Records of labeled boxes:
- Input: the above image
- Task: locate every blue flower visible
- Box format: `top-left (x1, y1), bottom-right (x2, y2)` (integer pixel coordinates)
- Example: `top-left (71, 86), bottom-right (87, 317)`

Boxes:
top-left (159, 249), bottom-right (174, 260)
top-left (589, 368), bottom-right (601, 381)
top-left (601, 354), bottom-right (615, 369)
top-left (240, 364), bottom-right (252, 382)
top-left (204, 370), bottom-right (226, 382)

• [INSTRUCTIONS FOR THE TASK]: Reproduce all of the material above line for line, changing nothing.

• [RESPONSE FOR THIS EXERCISE]:
- Input: the above image
- Task: locate every blue flower visible
- Box format: `top-left (x1, y1), bottom-right (x2, y2)` (integer pixel coordinates)
- Example: `top-left (71, 86), bottom-right (87, 317)`

Boxes:
top-left (159, 249), bottom-right (174, 260)
top-left (589, 368), bottom-right (601, 381)
top-left (601, 354), bottom-right (615, 369)
top-left (240, 364), bottom-right (252, 382)
top-left (204, 370), bottom-right (226, 382)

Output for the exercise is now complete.